Dataset items
——
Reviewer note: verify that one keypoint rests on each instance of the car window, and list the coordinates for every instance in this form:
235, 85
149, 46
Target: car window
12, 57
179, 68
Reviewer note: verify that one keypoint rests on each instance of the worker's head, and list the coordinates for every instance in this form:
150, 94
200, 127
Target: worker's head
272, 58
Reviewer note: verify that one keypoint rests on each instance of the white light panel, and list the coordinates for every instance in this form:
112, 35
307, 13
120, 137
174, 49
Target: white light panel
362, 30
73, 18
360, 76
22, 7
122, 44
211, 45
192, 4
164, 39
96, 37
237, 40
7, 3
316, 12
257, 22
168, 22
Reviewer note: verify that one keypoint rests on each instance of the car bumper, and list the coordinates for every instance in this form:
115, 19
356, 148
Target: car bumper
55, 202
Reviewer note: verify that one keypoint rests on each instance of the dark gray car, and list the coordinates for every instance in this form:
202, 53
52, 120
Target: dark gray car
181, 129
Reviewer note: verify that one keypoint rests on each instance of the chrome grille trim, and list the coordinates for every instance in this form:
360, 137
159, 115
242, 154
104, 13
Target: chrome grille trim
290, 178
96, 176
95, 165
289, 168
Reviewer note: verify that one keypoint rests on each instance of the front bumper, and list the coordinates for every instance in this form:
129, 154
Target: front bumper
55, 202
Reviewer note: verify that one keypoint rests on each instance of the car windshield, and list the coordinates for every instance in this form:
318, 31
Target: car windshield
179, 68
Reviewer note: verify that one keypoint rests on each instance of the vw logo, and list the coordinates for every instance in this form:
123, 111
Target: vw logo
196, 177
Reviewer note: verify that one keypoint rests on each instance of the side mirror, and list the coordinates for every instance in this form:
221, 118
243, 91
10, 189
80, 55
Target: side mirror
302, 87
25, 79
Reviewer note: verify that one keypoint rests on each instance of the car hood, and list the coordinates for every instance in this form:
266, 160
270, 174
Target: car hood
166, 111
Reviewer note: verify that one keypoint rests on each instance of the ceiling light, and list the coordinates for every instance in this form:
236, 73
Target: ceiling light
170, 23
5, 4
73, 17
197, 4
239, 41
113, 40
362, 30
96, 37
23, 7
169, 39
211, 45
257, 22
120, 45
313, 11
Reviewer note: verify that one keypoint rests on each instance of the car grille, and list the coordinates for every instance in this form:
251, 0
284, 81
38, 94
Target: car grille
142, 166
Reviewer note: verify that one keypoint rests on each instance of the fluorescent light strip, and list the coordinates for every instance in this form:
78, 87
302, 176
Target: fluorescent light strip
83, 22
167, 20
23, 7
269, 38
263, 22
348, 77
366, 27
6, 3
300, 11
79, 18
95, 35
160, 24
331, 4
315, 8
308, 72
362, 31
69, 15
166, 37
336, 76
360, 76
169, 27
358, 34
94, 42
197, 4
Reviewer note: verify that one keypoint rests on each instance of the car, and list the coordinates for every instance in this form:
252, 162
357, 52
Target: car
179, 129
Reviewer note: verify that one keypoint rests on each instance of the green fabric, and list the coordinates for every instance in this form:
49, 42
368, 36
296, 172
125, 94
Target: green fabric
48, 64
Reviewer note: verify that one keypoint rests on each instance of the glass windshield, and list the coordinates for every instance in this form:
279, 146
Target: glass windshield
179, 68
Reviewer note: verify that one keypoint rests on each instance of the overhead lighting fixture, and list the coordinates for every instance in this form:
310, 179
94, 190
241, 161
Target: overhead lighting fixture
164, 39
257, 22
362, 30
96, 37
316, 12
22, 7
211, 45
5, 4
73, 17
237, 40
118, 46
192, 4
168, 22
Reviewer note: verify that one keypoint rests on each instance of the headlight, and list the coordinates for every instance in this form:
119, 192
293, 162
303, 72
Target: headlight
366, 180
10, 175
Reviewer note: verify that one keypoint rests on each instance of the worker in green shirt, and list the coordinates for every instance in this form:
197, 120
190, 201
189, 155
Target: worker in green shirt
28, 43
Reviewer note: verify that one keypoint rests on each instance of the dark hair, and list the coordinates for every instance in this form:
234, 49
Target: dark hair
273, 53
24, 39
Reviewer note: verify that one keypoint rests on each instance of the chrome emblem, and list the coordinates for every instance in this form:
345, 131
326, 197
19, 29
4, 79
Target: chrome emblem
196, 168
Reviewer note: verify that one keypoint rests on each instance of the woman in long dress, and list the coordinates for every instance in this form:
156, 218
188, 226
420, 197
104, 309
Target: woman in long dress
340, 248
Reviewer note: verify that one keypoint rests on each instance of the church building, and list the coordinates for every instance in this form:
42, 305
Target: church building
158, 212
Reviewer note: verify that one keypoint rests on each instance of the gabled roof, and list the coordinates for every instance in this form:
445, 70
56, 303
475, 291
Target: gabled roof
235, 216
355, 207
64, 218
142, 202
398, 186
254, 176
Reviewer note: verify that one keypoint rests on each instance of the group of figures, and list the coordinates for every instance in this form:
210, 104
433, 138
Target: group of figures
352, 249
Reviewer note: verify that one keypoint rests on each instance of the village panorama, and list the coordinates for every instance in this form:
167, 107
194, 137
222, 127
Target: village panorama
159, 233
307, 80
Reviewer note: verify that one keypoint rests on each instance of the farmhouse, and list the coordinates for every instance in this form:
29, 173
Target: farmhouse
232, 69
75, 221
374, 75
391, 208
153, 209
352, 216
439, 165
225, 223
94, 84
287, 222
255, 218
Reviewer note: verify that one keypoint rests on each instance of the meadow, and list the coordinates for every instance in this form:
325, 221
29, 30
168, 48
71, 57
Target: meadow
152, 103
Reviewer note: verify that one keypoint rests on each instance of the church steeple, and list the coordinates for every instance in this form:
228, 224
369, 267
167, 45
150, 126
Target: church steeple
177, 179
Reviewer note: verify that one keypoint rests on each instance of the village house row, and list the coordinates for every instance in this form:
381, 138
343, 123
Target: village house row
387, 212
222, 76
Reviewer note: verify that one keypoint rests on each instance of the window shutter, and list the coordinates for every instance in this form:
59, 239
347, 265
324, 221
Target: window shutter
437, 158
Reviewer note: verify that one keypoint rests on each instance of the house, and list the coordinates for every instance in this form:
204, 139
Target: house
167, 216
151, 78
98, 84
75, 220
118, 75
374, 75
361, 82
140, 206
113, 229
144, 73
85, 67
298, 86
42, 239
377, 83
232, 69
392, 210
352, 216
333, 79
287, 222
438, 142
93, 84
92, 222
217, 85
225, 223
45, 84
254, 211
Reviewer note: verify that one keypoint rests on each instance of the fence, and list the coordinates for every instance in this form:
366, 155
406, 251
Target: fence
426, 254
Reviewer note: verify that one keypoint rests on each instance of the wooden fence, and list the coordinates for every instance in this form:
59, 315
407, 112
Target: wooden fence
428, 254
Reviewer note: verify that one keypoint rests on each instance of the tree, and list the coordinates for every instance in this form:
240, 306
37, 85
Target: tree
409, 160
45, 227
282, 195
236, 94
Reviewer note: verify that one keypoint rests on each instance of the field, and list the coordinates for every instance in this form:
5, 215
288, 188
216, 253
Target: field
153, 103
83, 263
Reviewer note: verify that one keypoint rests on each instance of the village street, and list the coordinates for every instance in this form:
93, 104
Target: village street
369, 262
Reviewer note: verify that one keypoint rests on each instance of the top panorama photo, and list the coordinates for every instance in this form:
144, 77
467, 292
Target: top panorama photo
——
What you need to do
Could you transcribe the records in full, exactly?

The completed task
Reviewer note: verify that one keypoint rests on each instance of the car window, and list the coordinates for every instance in this form:
235, 85
149, 46
Target: car window
12, 57
179, 68
Reviewer note: verify that one keypoint rests on each instance of the worker's head, and list the coordinates for every instance in this form:
150, 94
200, 127
Target: worker's head
272, 58
Reviewer note: verify that one keypoint rests on each instance of the white light panel, and list the coordinates for every instance in this form:
112, 35
307, 13
120, 137
174, 49
Target: white light panel
362, 30
73, 18
360, 76
22, 7
122, 44
211, 45
192, 4
164, 39
96, 37
237, 40
7, 3
316, 12
257, 22
168, 22
Reviewer note: verify that one keypoint rests on each instance of the car bumper, and list the coordinates for every instance in this form:
115, 19
356, 148
Target: car bumper
55, 202
Reviewer note: verify that one keypoint rests on each instance of the dark gray car, and list the coordinates for every instance in this form:
202, 53
52, 120
Target: dark gray car
181, 129
Reviewer note: verify that one keypoint rests on each instance of the chrome grille trim, and list the coordinates for every instance in this form:
360, 137
159, 115
242, 154
104, 13
Target: chrome grille trim
290, 178
96, 176
95, 165
289, 168
Reviewer note: verify that one keypoint rests on each instance of the front bumper, and list the coordinates for every instance in this form:
129, 154
Target: front bumper
55, 202
Reviewer note: verify that one keypoint rests on each instance of the car windshield, and list the coordinates for every instance in this form:
318, 31
Target: car windshield
179, 68
Reviewer note: verify that one keypoint rests on each instance of the vw logo, and list the coordinates for every instance in this form:
123, 111
Target: vw logo
196, 177
Reviewer note: verify that one keypoint rests on each instance of the side mirror, and list the coordinates for every instance in this form:
221, 118
243, 91
10, 189
80, 55
Target: side mirror
302, 87
25, 79
Reviewer note: verify that one keypoint rests on each instance of the car hood, and list the coordinates for every instance in this form:
266, 160
270, 174
Target: car hood
166, 111
Reviewer note: verify that one keypoint rests on each instance of the ceiling light, and list the coordinates for every instance in this form:
236, 73
Target: ceiling light
170, 23
5, 4
73, 17
197, 4
239, 41
113, 40
362, 30
96, 37
23, 7
169, 39
211, 45
257, 22
120, 45
313, 11
Reviewer note: verify that one keypoint rests on each instance of the car grille, and list the coordinates for every instance in this form:
251, 0
284, 81
38, 94
Target: car grille
142, 166
Reviewer note: verify that one keypoint rests on each instance of the fluorescent light strip, and list the coordinates for every instance in this form:
78, 87
302, 176
Target: fluorescent light strip
83, 22
167, 20
23, 7
269, 38
263, 22
348, 77
366, 27
6, 3
300, 11
79, 18
95, 35
160, 24
331, 4
315, 8
308, 72
362, 31
69, 15
166, 37
336, 76
360, 76
169, 27
358, 34
94, 42
197, 4
Reviewer note: verify that one keypoint rests on each instance of the car, and list the coordinates for every instance in this form:
252, 162
357, 52
Target: car
179, 129
Reviewer note: verify that one keypoint rests on each instance of the green fabric, and list the coordinates for every instance in this form:
49, 42
368, 36
296, 172
125, 94
Target: green fabric
48, 64
Reviewer note: verify that one keypoint rests on each instance of the glass windshield, and list the coordinates for every instance in this form:
279, 146
Target: glass windshield
179, 68
Reviewer note: verify that one keypoint rests on each instance of the overhead lighting fixture, and list the coordinates for every instance in this form:
310, 179
94, 190
241, 161
Target: overhead lighting fixture
164, 39
257, 22
362, 30
96, 37
316, 12
22, 7
211, 45
5, 4
73, 17
237, 40
118, 46
192, 4
168, 22
Reviewer note: verify that one keypoint rests on each instance of the headlight, and list the coordinates for every instance in this form:
119, 192
293, 162
303, 72
Target: headlight
366, 180
10, 175
Reviewer note: verify that one keypoint rests on each instance of the worker in green shirt, and list the coordinates for every instance in this form:
197, 120
190, 201
189, 155
Target: worker in green shirt
28, 43
Reviewer note: verify that one keypoint rests on each instance of the dark hair, and list the coordinates for every instance in this form:
234, 49
Target: dark hair
273, 53
24, 39
Reviewer note: verify that one keypoint rests on each instance of the chrome emblem, and list the coordinates for every instance in this form:
345, 131
326, 197
19, 29
4, 79
Target: chrome emblem
196, 168
Reviewer note: verify that one keypoint rests on each instance of the woman in long dress, and list the coordinates for every instance in this form:
156, 218
188, 226
420, 197
104, 309
Target: woman in long dress
340, 248
Reviewer note: verify that one keypoint rests on each instance of the church building, and list the coordinates for every instance in this form:
42, 305
Target: church building
158, 212
Reviewer note: verify that one keypoint rests on each instance of the gabled roof, and list the coordinates for every instance in this form:
445, 70
56, 303
475, 291
Target: gabled roof
235, 216
355, 207
64, 218
142, 202
398, 186
254, 176
Reviewer note: verify that one keypoint rests on each instance of the group of figures, and list the coordinates for every instance in this form:
210, 104
433, 138
Target: group of figures
352, 249
Reviewer note: verify that one keypoint rests on each instance of the village panorama, and list the coordinates for every instance in this form:
167, 107
194, 137
222, 127
Target: village panorama
159, 233
307, 80
Reviewer note: verify that one keypoint rests on each instance of the farmhouse, and list the coordinates for every instance in this form:
29, 173
Target: farmhouse
232, 69
75, 221
374, 75
391, 208
153, 209
352, 216
439, 165
225, 223
94, 84
287, 222
255, 218
Reviewer note: verify that one keypoint rests on each instance of the meadow, and list the coordinates for every instance in this form:
325, 221
29, 30
168, 48
71, 57
Target: meadow
152, 103
Reviewer note: verify that one keypoint rests on each instance of the church steeple, and list the coordinates for every instance in this form:
228, 224
369, 267
167, 45
150, 126
Target: church steeple
177, 179
Reviewer note: verify that one keypoint rests on each instance of the village house row, and list the coordinates for every instance in this form:
381, 138
343, 123
Target: village house row
387, 212
222, 76
Reviewer note: verify that one keypoint rests on each instance of the window shutter, and list the coordinates for every instance in this form:
59, 239
347, 265
324, 221
Target: window shutter
437, 158
Reviewer note: verify that one keypoint rests on each instance of the house, and list the coordinates for every instance in this form:
204, 139
Target: house
167, 216
151, 78
98, 84
75, 220
118, 75
374, 75
361, 82
140, 206
113, 229
144, 73
85, 67
298, 86
42, 239
377, 83
232, 69
392, 210
352, 216
333, 79
287, 222
438, 142
93, 84
92, 222
217, 85
225, 223
45, 84
254, 211
Reviewer note: verify that one keypoint rests on each instance of the fence, and list the coordinates for every instance in this form:
366, 155
406, 251
Target: fence
426, 254
Reviewer note: verify that one keypoint rests on each instance of the wooden fence, and list the coordinates for every instance in this form:
59, 315
407, 112
Target: wooden fence
428, 254
Reviewer note: verify that one keypoint rests on each instance of the tree, and list the coordinates for every instance in this form:
240, 306
37, 85
Target: tree
409, 160
45, 227
282, 195
236, 94
Reviewer note: verify that one keypoint rests on each instance of the field, and list the coordinates for every instance in this form:
5, 215
288, 188
216, 253
Target: field
153, 103
83, 263
Reviewer note: verify that one keypoint rests on each instance of the village street, and list the coordinates for every instance in this form:
93, 104
Target: village street
369, 262
Reviewer note: verify that one keypoint rests on each instance of the top panorama photo, and list the coordinates for every instance in this form:
144, 77
467, 292
Target: top panorama photo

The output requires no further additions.